Type out the records that follow, exactly as given.

■ ■ ■ ■ ■

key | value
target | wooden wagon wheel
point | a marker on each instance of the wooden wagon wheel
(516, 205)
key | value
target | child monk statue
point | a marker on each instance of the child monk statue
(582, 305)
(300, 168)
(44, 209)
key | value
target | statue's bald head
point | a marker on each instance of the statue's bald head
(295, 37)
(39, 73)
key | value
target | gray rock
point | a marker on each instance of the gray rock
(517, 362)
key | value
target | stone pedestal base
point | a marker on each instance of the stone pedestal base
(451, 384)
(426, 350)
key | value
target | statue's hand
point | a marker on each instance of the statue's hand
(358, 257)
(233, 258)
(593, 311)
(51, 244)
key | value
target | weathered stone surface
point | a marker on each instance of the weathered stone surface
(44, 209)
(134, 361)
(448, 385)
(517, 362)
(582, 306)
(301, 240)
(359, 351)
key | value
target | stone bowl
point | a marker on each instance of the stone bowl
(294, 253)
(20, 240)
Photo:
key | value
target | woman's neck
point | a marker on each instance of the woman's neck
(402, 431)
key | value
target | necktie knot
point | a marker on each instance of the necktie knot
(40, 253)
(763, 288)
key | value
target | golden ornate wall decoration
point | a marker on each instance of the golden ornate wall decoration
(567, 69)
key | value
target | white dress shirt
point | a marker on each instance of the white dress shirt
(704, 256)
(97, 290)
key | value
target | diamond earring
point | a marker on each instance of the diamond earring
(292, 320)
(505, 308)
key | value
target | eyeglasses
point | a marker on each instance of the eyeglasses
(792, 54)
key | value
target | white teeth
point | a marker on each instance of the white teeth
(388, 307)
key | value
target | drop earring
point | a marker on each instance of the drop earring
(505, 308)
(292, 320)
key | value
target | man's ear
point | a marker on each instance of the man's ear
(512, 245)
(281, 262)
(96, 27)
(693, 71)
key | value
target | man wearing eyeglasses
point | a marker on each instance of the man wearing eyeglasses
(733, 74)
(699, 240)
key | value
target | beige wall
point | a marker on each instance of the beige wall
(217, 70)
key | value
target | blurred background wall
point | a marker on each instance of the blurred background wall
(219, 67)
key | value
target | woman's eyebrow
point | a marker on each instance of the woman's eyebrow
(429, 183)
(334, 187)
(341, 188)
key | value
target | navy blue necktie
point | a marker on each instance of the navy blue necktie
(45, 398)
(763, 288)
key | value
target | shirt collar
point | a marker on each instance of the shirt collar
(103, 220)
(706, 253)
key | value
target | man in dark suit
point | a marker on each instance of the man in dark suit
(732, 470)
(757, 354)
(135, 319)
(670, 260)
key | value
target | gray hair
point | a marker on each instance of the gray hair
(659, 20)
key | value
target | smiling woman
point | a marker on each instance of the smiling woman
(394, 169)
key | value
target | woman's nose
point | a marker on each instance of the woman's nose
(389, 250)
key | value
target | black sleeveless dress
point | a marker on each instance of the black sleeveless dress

■ ■ ■ ■ ■

SOLUTION -
key | value
target | wooden wagon wheel
point | a marker on each instance of the wooden wagon wheel
(516, 205)
key | value
target | child monk statue
point | a marker on each instance of the child monk statue
(582, 305)
(300, 168)
(44, 209)
key | value
target | statue's bald head
point | a marker on each instance of the statue's bald head
(295, 37)
(39, 73)
key | value
target | gray rock
point | a marker on each instance of the gray rock
(517, 362)
key | value
target | stone pedestal base
point | a marker on each instance of the stone pedestal base
(451, 384)
(426, 350)
key | value
target | statue's hand
point | a marker on each instance of the statue's hand
(358, 257)
(233, 258)
(593, 311)
(51, 244)
key | value
target | weathered stone surface
point | a marker on each instance of the weathered stone surface
(44, 209)
(134, 361)
(448, 385)
(517, 362)
(582, 306)
(301, 240)
(359, 351)
key | value
target | stone bowl
point | a marker on each instance of the stone bowl
(294, 253)
(20, 240)
Photo:
key | value
target | woman's neck
point | a marker on each instance of the woman's neck
(402, 431)
key | value
target | necktie knot
point | a marker on each instance of the necktie knot
(40, 253)
(763, 288)
key | value
target | golden ornate wall decoration
point | a marker on each instance of the golden ornate wall decoration
(567, 69)
key | value
target | white dress shirt
point | a marker on each instance of the white dress shirt
(704, 256)
(97, 290)
key | value
target | diamond earring
point | a marker on each instance of the diamond earring
(292, 320)
(505, 308)
key | value
target | eyeglasses
point | a marker on each instance of the eyeglasses
(792, 54)
key | value
target | white teeth
point | a marker on each instance of the white teeth
(388, 307)
key | value
target | drop earring
point | a marker on each instance of the drop earring
(505, 308)
(292, 320)
key | value
target | man's ear
point | a marker on each instance of the man's ear
(512, 245)
(281, 262)
(96, 27)
(693, 71)
key | value
target | man wearing eyeglasses
point | a marker on each instance of the man wearing eyeglasses
(733, 74)
(699, 240)
key | value
target | beige wall
point | a marker on each instance of the beige wall
(217, 70)
key | value
target | blurred background wall
point | a marker on each instance of the blurred background wall
(219, 67)
key | value
target | woman's eyebrow
point | a marker on each instance of the woman's eyebrow
(429, 183)
(334, 187)
(341, 188)
key | value
target | navy blue necktie
point | a marker on each instance of the navy blue necktie
(45, 398)
(763, 288)
key | value
target | shirt collar
point | a marker on each instance of the shirt collar
(103, 220)
(706, 253)
key | value
target | man in dark suit
point | a marker on each instance of the man in dark suit
(732, 470)
(757, 354)
(135, 319)
(670, 260)
key | value
target | gray hair
point | a marker on each instance of the gray hair
(659, 20)
key | value
target | smiling woman
point | a marker on each instance of the smiling woman
(394, 169)
key | value
target | woman's nose
point | a marker on each instance of the woman's nose
(389, 250)
key | value
target | black sleeveless dress
point | a marker on each instance of the black sleeveless dress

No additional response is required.